I recently had some sense knocked into me by a very dear friend. He said that in order to find what you are looking for, you need to know what that is and be confident enough in yourself to put yourself out there. He asked me "Do you ever feel like you are running from something?" Always, I responded. "What?" I have no idea. And then it hit me, maybe it's not that I'm running from something, but rather running toward something.

"You need to find what you are passionate about and once you do build on what you lack confidence in. When you are confident, everything else will fall into place." Interesting concept. I think that in many ways I have been self-sabotaging myself. I close myself off to people and to situations because of my transient life style. I am afraid of letting people in, of getting hurt, of "taking the plunge." However, the last couple of days have taught me a valuable lesson. I don't want to be the short term plan for anyone, not even for myself. I have to start thinking long term, I need to start focusing on what really makes me happy and surrounding myself with people who can help me get there. My friend would argue that is best done in a country where I speak the language. I say, languages can be learned.

Living in Saudi has been a whirlwind experience. It has been filled with moments and memories that have changed me forever. I have had to be stronger than ever before and now know that I am capable of a lot more than I ever gave myself credit for. I am still the same shy person I've always been, but being here has taught me that being shy should not be used as an excuse for not living.

If closure is about being at peace with goodbye, then I say it's time to close this chapter of my life. I will no longer be the person who puts herself in the corner out of fear. Yes, that means I can get hurt (again) but that also means that I am more likely to experience more, to live more, to love more. The time has come to embrace who I am, what I want and fight to get there. Life is not easy, and I seem to keep putting myself in situations that only make it harder. But as I look back on my time, I don't regret it and I don't think I would change it for anything. Things here haven't always made sense. I have been frustrated, upset, depressed, and angry, but I've learned to cope with all of these emotions and have come out alive and well on the other side.

I am truly sorry that there are people that I hurt along the way. I know I am not an easy person to deal with. I have spent far too long focused on why I was unhappy, and not enough time really thinking about how to change that. I have brought people down with me, and that is a burden I will have to carry with me. I do sincerely believe and now understand that in the end, we are all looking for our own way of coping, of dealing with life and looking for that moment, experience, or person that gives us a reason to smile. We are all selfish in our way, we don't owe anyone anything and that is ok. We can only help people be happy if we are happy ourselves.

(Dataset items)
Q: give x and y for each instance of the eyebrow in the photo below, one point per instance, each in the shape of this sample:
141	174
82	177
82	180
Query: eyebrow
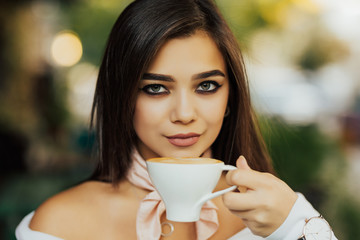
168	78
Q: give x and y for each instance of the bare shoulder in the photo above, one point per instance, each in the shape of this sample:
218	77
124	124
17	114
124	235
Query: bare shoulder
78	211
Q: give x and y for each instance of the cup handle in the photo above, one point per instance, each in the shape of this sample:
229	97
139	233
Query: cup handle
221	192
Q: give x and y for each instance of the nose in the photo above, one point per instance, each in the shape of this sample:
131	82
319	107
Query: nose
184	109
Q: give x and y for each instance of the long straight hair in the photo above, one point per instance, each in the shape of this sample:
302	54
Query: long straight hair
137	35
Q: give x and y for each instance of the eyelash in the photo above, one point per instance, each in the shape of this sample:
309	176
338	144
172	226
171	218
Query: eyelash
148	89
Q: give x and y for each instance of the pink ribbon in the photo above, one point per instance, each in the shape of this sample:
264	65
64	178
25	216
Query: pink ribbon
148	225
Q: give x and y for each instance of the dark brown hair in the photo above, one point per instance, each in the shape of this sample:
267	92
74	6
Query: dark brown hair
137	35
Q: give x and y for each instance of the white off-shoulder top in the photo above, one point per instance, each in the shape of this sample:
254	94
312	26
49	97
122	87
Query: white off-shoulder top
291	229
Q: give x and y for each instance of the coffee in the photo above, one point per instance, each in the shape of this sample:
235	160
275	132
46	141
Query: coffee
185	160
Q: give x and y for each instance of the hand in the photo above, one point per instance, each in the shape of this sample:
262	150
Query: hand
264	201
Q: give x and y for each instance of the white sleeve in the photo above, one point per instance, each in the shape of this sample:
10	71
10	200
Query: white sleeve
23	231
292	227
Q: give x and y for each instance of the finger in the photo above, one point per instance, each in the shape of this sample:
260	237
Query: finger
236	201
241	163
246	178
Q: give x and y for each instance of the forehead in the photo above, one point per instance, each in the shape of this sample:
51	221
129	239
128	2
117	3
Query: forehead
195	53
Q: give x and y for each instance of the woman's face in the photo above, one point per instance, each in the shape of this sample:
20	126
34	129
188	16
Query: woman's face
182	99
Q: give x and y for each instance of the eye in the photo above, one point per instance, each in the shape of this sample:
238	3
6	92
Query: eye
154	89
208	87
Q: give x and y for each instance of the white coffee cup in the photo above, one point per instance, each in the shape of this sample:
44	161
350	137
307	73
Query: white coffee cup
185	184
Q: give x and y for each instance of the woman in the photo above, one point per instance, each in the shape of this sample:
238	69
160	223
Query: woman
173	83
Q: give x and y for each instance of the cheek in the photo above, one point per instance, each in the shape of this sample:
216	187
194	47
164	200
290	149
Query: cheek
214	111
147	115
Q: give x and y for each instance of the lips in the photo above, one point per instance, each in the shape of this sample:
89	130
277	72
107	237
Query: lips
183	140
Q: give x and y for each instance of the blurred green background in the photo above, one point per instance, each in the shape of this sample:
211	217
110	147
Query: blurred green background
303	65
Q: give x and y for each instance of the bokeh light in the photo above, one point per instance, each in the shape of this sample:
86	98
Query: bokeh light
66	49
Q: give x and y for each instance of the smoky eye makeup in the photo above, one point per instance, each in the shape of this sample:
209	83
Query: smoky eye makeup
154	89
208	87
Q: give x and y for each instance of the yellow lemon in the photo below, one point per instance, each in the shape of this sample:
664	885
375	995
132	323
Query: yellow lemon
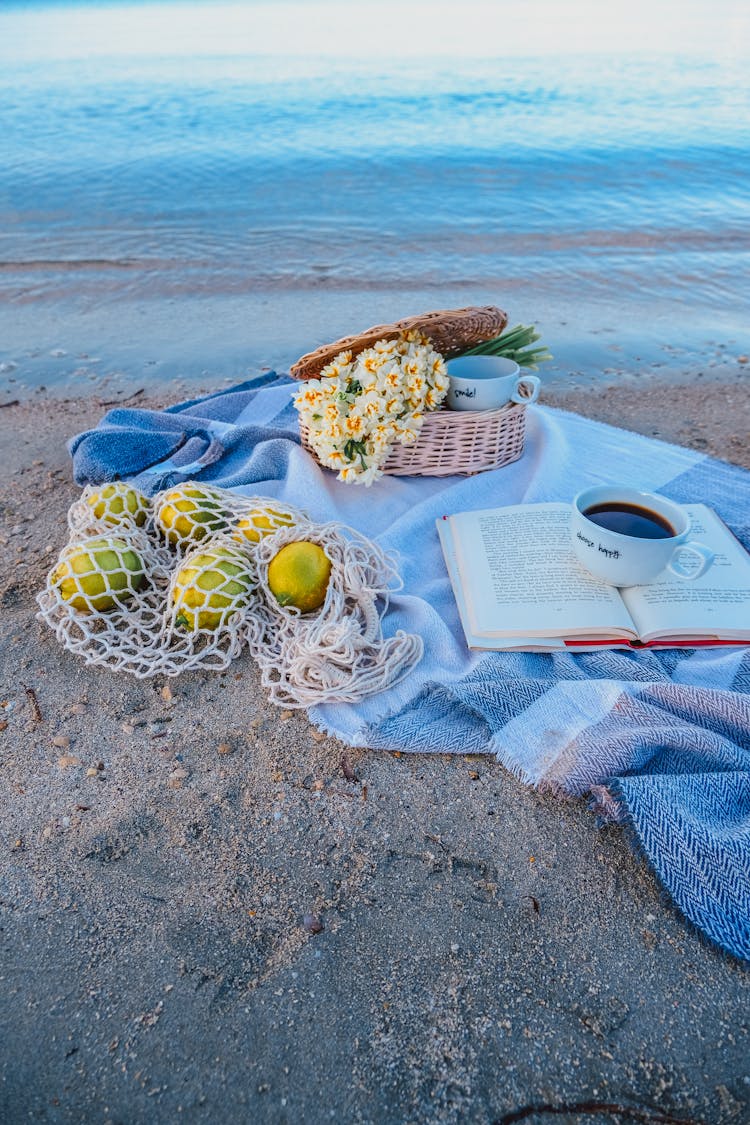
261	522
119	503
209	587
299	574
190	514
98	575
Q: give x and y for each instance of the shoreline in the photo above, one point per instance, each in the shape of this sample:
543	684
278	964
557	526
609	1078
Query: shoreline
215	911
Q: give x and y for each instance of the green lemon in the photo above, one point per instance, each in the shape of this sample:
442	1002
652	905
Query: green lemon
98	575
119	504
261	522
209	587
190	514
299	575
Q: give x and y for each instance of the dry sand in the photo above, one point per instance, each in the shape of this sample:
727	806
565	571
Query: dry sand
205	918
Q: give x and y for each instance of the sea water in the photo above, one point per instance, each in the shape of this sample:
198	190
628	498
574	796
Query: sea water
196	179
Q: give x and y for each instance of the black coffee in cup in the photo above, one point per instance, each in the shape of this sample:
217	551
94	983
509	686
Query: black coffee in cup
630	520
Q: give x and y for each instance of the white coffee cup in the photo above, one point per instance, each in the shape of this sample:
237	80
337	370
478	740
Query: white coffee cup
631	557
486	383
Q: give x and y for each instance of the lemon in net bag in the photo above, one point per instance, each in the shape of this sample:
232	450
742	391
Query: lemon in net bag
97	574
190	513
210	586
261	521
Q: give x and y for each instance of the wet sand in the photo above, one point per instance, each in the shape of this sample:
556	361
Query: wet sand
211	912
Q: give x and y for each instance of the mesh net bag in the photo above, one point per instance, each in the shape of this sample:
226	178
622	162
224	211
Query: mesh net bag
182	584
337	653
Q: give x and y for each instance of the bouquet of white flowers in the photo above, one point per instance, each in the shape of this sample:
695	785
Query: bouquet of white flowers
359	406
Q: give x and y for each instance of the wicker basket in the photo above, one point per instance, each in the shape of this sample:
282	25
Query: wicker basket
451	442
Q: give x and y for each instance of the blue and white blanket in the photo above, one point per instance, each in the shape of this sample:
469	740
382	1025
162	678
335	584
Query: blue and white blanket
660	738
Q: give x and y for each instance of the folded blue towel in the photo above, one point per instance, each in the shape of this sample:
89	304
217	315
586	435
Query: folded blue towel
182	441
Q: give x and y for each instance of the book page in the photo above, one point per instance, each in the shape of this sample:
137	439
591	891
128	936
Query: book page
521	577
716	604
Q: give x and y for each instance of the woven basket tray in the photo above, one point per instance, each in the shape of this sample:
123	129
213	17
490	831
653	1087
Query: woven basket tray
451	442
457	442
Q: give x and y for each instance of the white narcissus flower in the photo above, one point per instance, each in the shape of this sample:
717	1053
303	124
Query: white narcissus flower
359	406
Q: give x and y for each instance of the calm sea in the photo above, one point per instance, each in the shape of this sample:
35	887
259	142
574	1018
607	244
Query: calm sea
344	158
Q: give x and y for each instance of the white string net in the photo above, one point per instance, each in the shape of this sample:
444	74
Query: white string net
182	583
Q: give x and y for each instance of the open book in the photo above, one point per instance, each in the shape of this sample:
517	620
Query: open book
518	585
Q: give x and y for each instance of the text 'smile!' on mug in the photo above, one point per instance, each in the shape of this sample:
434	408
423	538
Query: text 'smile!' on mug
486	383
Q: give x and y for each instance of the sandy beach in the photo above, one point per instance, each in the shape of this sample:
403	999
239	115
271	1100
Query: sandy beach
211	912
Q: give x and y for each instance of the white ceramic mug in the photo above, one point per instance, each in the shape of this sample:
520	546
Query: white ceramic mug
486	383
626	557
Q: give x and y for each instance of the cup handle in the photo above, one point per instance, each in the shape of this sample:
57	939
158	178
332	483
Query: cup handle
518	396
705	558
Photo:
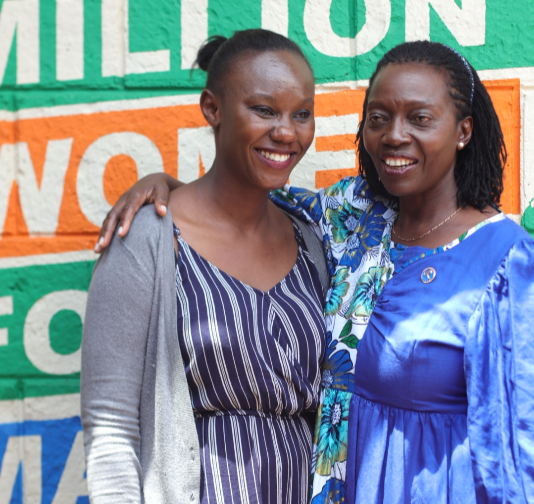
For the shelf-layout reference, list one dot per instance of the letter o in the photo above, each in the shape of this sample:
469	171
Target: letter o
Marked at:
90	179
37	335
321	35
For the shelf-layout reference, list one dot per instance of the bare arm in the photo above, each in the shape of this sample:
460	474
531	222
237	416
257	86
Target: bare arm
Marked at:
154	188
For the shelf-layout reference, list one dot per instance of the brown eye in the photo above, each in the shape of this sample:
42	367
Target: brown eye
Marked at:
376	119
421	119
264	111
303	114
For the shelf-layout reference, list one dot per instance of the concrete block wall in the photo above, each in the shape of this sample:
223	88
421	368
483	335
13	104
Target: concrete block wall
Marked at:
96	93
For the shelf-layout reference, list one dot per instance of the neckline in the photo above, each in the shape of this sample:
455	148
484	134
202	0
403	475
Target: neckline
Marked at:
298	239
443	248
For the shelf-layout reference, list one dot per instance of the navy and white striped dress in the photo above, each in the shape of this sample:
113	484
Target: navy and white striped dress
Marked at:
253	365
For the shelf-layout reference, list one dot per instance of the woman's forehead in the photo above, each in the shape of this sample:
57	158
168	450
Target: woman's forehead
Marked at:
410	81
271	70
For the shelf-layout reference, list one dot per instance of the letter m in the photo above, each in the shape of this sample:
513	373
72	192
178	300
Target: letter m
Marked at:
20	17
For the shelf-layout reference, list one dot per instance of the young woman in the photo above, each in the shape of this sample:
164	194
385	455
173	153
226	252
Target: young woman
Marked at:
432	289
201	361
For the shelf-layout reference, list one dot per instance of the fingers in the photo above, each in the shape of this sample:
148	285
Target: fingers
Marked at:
...
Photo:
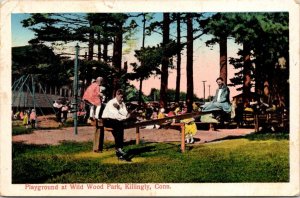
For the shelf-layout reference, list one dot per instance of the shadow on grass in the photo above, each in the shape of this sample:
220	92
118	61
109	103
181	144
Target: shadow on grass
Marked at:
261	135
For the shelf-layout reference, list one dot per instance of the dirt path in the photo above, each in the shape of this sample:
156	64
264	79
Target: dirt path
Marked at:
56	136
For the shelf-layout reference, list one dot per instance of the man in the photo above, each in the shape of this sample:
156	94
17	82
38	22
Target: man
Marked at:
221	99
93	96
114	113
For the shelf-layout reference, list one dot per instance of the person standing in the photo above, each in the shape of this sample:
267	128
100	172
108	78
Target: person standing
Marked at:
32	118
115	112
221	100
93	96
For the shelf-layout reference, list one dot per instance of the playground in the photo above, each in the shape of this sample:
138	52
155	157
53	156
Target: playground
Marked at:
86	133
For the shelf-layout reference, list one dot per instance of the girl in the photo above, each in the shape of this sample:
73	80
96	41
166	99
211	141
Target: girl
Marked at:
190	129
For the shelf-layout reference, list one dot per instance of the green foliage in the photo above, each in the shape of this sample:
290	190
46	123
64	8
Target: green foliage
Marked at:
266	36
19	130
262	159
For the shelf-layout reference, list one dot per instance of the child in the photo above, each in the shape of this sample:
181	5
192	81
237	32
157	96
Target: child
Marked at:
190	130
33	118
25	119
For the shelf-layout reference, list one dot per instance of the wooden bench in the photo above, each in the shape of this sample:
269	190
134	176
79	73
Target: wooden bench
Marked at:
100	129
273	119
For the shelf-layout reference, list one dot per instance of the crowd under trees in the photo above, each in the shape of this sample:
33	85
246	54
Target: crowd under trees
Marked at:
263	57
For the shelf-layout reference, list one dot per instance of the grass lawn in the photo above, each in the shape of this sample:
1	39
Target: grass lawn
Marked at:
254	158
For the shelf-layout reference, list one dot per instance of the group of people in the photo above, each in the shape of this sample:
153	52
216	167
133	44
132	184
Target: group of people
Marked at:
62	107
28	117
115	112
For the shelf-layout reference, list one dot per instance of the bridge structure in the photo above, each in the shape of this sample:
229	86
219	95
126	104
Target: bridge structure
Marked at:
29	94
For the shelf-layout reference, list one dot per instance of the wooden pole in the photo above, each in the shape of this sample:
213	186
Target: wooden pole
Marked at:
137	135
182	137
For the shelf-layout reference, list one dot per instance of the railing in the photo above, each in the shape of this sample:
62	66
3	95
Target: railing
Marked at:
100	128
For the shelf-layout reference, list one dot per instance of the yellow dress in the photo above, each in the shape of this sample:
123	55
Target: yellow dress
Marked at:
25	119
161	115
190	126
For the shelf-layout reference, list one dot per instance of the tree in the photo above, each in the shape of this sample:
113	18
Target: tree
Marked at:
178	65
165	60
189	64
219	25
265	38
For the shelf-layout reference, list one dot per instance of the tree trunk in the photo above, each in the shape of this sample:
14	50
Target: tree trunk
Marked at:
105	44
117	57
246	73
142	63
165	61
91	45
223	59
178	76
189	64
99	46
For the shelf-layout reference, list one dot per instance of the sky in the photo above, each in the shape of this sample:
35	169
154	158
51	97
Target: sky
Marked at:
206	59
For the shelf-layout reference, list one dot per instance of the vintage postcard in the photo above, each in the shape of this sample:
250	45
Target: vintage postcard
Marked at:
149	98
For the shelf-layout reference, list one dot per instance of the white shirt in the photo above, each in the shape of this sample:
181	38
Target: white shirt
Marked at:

:: EXERCISE ::
Reproduce, word for word, the part of the reflection on life in Saudi that runs from "I recently had" to "running toward something.".

:: SOLUTION TO THE PROBLEM ::
I recently had some sense knocked into me by a very dear friend. He said that in order to find what you are looking for, you need to know what that is and be confident enough in yourself to put yourself out there. He asked me "Do you ever feel like you are running from something?" Always, I responded. "What?" I have no idea. And then it hit me, maybe it's not that I'm running from something, but rather running toward something.